## YOUR ASSIGNMENT
For this exercise, output the entries below exactly from the line that holds "Refer to the photograph and detect the woman's" to the line that holds "Refer to the photograph and detect the red", both ends included. No pictures belong in the copy.

## PROVIDED DATA
------------------------------------------------

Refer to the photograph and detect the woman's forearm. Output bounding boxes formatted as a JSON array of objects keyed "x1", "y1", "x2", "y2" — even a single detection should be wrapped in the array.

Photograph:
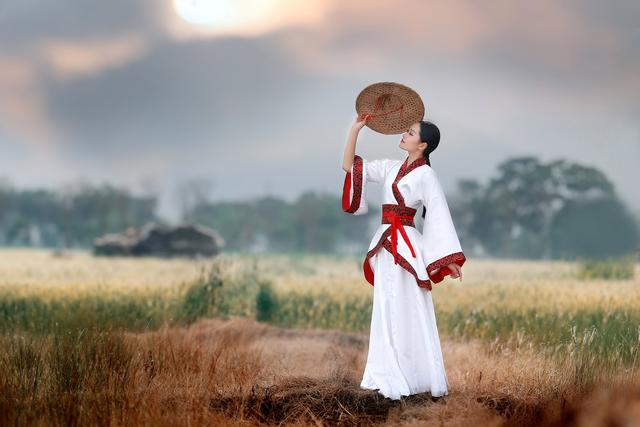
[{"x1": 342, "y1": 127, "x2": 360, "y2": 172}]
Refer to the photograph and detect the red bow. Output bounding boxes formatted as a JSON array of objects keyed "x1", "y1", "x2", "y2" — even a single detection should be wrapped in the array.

------------------------------------------------

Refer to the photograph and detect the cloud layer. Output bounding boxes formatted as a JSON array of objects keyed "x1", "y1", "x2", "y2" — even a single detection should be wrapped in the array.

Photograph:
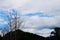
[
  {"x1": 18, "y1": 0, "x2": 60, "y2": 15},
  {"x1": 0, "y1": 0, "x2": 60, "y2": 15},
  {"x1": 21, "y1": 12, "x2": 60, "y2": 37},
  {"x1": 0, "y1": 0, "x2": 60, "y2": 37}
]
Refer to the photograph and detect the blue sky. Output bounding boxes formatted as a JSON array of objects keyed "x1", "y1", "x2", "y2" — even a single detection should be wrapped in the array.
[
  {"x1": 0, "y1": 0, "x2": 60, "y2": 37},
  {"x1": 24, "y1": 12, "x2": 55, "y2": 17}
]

------------------------------------------------

## SOLUTION FOR THIS EXERCISE
Refer to the photograph and detect the woman's forearm. Output bounding boxes formatted as a JSON array of objects keyed "x1", "y1", "x2", "y2" — even a single detection should be wrapped in the array.

Photograph:
[{"x1": 342, "y1": 127, "x2": 360, "y2": 172}]
Refer to the photograph and detect the red bow. Output bounding boxes formatted as a JSON array of objects keyed "x1", "y1", "x2", "y2" — even a single detection should be wrapped in the array.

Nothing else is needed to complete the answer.